* SET EXERCISE
Copy every line of the records below word for word, leaving out the pictures.

* RECORDS PROVIDED
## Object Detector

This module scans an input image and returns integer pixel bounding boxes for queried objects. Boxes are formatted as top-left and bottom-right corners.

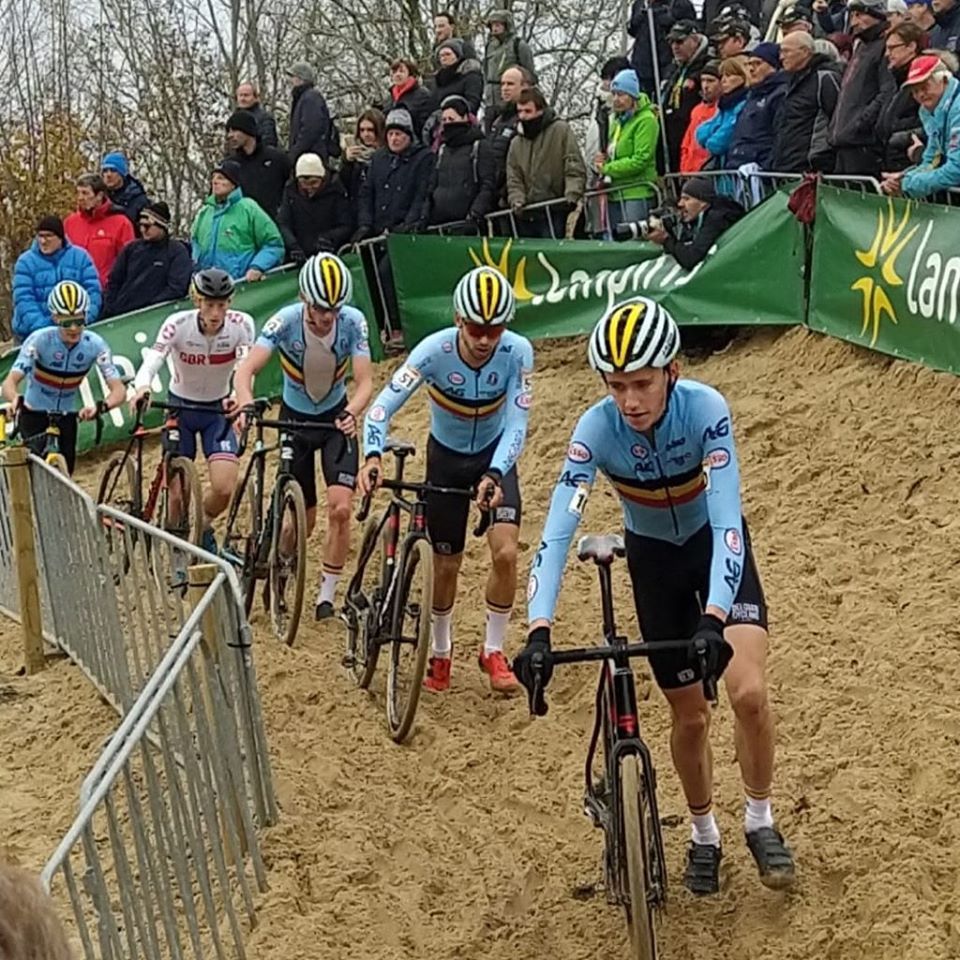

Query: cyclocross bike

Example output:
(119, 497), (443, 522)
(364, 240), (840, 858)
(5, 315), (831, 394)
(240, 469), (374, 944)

(530, 535), (717, 960)
(342, 440), (491, 743)
(221, 400), (353, 646)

* COMPLETE ANSWER
## Object Detector

This module scans an input image and returns integer pixel bounding boxes for queried objects. Boxes are formatted as top-left and bottom-right corners.


Query: cyclocross bike

Example output:
(119, 497), (443, 522)
(364, 240), (840, 858)
(5, 315), (831, 394)
(240, 469), (374, 944)

(530, 535), (717, 960)
(342, 440), (491, 743)
(221, 400), (353, 646)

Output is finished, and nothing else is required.